#### TASK REQUIREMENTS:
Return exactly the span of lines that opens with the line containing "Examine the image above and tell me: where has the wispy" and closes with the last line of the data, inclusive.

#### EXERCISE DATA:
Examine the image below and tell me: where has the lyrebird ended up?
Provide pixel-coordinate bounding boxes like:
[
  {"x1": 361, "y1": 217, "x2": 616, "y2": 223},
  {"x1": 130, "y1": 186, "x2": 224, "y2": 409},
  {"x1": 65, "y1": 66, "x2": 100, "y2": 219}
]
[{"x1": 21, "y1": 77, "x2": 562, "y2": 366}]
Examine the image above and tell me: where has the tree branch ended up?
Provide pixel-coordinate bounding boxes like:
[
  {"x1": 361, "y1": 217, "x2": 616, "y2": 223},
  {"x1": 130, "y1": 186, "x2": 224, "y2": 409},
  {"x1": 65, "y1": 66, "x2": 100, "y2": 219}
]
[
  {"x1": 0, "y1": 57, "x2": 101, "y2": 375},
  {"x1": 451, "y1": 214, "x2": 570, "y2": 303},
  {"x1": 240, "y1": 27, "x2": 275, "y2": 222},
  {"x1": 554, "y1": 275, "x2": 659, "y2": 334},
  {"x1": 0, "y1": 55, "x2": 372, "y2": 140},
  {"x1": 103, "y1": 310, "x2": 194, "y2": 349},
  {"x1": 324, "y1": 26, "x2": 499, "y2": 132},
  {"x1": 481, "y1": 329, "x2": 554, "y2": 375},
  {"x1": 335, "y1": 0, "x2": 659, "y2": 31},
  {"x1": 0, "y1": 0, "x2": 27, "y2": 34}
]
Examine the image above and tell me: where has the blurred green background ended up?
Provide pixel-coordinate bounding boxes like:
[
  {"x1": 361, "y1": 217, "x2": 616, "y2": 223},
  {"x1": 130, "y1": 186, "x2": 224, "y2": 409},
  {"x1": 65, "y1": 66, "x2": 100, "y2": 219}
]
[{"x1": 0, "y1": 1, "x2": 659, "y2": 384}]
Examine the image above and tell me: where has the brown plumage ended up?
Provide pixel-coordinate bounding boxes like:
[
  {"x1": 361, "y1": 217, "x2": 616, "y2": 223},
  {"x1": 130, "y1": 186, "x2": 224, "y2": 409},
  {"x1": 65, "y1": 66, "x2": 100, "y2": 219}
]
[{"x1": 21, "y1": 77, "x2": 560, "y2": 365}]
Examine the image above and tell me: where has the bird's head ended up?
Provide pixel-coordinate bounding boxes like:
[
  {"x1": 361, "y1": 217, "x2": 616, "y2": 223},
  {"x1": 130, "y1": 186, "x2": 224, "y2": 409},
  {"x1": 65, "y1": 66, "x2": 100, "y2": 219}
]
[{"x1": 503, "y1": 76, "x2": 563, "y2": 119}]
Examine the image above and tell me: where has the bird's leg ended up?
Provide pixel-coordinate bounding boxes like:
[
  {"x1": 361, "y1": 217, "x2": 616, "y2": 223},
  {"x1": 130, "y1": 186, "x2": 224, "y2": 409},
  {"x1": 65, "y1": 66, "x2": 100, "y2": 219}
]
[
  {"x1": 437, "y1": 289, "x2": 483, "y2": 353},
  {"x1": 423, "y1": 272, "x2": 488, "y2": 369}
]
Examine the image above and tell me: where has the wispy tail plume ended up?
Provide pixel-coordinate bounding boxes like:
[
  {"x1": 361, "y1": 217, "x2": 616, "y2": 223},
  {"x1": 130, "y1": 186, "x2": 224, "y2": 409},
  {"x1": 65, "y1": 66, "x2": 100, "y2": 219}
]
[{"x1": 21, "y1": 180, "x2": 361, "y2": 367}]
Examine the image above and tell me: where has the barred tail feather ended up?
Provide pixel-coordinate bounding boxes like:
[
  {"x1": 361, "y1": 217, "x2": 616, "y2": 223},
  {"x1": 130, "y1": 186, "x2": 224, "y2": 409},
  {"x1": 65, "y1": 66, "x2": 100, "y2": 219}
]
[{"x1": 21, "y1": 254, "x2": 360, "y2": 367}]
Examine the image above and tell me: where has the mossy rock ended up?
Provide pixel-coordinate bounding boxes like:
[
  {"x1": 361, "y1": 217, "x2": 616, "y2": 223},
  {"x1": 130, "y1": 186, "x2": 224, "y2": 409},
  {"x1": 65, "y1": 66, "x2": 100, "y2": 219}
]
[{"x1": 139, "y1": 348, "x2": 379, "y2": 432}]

#### COMPLETE RESPONSE:
Examine the image above and tell me: where has the wispy tail plume ended up?
Provide pixel-coordinate bounding boxes like:
[
  {"x1": 361, "y1": 217, "x2": 616, "y2": 223},
  {"x1": 130, "y1": 186, "x2": 224, "y2": 409},
  {"x1": 65, "y1": 66, "x2": 100, "y2": 219}
]
[{"x1": 21, "y1": 180, "x2": 361, "y2": 367}]
Examine the image above and tell me: where has the barred tail feather ended up?
Provide pixel-coordinate bounding boxes like:
[
  {"x1": 361, "y1": 217, "x2": 616, "y2": 223},
  {"x1": 130, "y1": 186, "x2": 224, "y2": 409},
  {"x1": 65, "y1": 66, "x2": 100, "y2": 219}
]
[{"x1": 21, "y1": 254, "x2": 360, "y2": 367}]
Examine the image above and tell me: where has the mossy rock ended up?
Provide pixel-coordinate bounding boxes like:
[
  {"x1": 361, "y1": 217, "x2": 616, "y2": 223},
  {"x1": 130, "y1": 186, "x2": 224, "y2": 409},
  {"x1": 65, "y1": 66, "x2": 100, "y2": 219}
]
[{"x1": 139, "y1": 348, "x2": 379, "y2": 432}]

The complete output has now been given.